--- BEGIN TEXT TO READ ---

Tag Archives: EdgeSight

Preparing for life without Edgesight with ExtraHop

So, the rumors have been swirling and I think we have all come to the quiet realization that Edgesight is going to be coming to an end. At least the Edgesight we know and Love/Hate.

For those of us who have continued with this labor of love trying squeeze every possible metric we could out of Edgesight we are likely going to have to come to grips with the fact that the next generation of Edgesight will not have the same level of metrics we have today. While we all await the next version of HDX Edgesight with we can almost be certain that the data model and all of the custom queries we have written over the last 3 years will not be the same.

Let’s be honest, Edgesight has been a nice concept but there have been extensive problematic issues with the agent both from a CPU standpoint (firebird service taking up 90% CPU) and keeping the versions consistent. The real-time monitoring requires elevated permissions of the person looking into the server forcing you to grant your service desk higher permissions than many engineers are comfortable with. I am, for the most part, a “tools”-hater. In the last 15 years I have watched millions of dollars spent on any number of tools, all of which told me that they would be the last tool I would need and all of them in my opinion where, for the most part, underwhelming. I would say that Edgesight has been tolerable to me and it has done a great job of collecting metrics but, like most tools I have worked with, it is Agent based, also it cannot log in real-time. The console was so unusable that I literally have not logged into it for the last four years. (In case you were wondering why I don’t answer emails with questions about the console).

--- END TEXT TO READ ---

**GIVEN EXERCISE A**. Extract the Edgesight post above and reproduce it in full with no changes.

--- BEGIN RECORDS FOR PROCESSING ---

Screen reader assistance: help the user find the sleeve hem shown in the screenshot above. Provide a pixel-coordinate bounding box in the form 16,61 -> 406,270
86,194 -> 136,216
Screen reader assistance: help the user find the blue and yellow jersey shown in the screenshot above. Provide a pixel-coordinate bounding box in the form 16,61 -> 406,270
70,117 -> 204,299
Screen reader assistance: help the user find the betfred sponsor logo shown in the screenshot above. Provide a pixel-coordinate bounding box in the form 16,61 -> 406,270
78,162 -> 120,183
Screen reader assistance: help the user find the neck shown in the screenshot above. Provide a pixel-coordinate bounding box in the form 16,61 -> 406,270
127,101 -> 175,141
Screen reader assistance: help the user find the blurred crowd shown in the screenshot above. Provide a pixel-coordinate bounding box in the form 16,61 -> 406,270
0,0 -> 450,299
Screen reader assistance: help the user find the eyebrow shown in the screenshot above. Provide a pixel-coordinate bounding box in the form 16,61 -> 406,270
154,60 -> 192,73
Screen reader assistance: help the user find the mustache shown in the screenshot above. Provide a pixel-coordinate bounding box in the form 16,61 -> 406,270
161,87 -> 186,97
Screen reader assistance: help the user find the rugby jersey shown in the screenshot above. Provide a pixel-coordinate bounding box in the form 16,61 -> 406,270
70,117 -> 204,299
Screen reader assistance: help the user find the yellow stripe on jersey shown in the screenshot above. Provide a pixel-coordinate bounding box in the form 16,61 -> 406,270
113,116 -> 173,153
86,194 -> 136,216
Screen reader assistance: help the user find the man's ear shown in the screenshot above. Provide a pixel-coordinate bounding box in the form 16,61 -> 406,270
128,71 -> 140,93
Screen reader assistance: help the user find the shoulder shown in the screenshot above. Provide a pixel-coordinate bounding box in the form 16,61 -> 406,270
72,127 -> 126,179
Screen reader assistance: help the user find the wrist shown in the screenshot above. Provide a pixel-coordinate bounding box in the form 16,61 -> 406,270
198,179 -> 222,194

--- END RECORDS FOR PROCESSING ---

**GIVEN EXERCISE B**. Find every line in the rows above that contains the word "yellow", matching case exactly, and copy each of those lines.

**EXERCISE SOLUTION A**.
Tag Archives: EdgeSight

Preparing for life without Edgesight with ExtraHop

So, the rumors have been swirling and I think we have all come to the quiet realization that Edgesight is going to be coming to an end. At least the Edgesight we know and Love/Hate.

For those of us who have continued with this labor of love trying squeeze every possible metric we could out of Edgesight we are likely going to have to come to grips with the fact that the next generation of Edgesight will not have the same level of metrics we have today. While we all await the next version of HDX Edgesight with we can almost be certain that the data model and all of the custom queries we have written over the last 3 years will not be the same.

Let’s be honest, Edgesight has been a nice concept but there have been extensive problematic issues with the agent both from a CPU standpoint (firebird service taking up 90% CPU) and keeping the versions consistent. The real-time monitoring requires elevated permissions of the person looking into the server forcing you to grant your service desk higher permissions than many engineers are comfortable with. I am, for the most part, a “tools”-hater. In the last 15 years I have watched millions of dollars spent on any number of tools, all of which told me that they would be the last tool I would need and all of them in my opinion where, for the most part, underwhelming. I would say that Edgesight has been tolerable to me and it has done a great job of collecting metrics but, like most tools I have worked with, it is Agent based, also it cannot log in real-time. The console was so unusable that I literally have not logged into it for the last four years. (In case you were wondering why I don’t answer emails with questions about the console).

**EXERCISE SOLUTION B**.
Screen reader assistance: help the user find the blue and yellow jersey shown in the screenshot above. Provide a pixel-coordinate bounding box in the form 16,61 -> 406,270
Screen reader assistance: help the user find the yellow stripe on jersey shown in the screenshot above. Provide a pixel-coordinate bounding box in the form 16,61 -> 406,270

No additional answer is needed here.